::: MATERIAL SUPPLIED :::

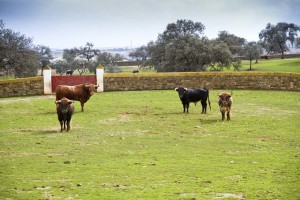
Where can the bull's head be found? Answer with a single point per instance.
(91, 88)
(64, 104)
(181, 91)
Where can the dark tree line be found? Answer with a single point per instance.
(86, 59)
(182, 47)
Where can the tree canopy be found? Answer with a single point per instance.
(274, 37)
(17, 54)
(181, 48)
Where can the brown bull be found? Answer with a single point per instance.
(225, 103)
(81, 92)
(65, 109)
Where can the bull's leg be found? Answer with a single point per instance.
(223, 116)
(204, 106)
(228, 115)
(68, 125)
(187, 108)
(61, 125)
(82, 104)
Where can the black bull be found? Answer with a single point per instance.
(188, 95)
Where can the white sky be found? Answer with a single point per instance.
(126, 23)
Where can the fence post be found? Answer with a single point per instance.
(100, 79)
(47, 80)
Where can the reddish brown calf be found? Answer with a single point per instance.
(225, 103)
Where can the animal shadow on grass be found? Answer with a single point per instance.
(47, 132)
(209, 121)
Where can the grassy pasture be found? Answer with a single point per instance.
(274, 65)
(139, 145)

:::

§ **TASK**
When you repeat the lines above, keep them exact and leave out each image they contain.

§ **TASK SOLUTION**
Where can the bull's head be found? Answer with a single point per instance.
(91, 88)
(64, 104)
(181, 91)
Where can the dark tree line be found? Answer with a single point per instance.
(86, 59)
(182, 47)
Where can the tree canopy be found? Answer with a single point per instance.
(274, 37)
(17, 54)
(181, 48)
Where can the brown bull be found? Answer with a single point per instance.
(225, 103)
(81, 92)
(65, 109)
Where can the bull's leg be found? Answer with a single point per instance.
(223, 116)
(204, 106)
(228, 115)
(68, 125)
(187, 108)
(61, 125)
(82, 104)
Where can the black bull be found? Answer with a single point per instance.
(188, 95)
Where can the white sky be found? Answer with a single point per instance.
(126, 23)
Where can the fence post be found? Answer with a single point per instance.
(100, 79)
(47, 80)
Where can the reddish brown calf be found? Answer with a single point per instance.
(225, 103)
Where can the animal shadow on grass be found? Answer with a single point per instance.
(47, 132)
(209, 121)
Where can the grassy pasture be found? Answer with a single point per instance.
(274, 65)
(139, 145)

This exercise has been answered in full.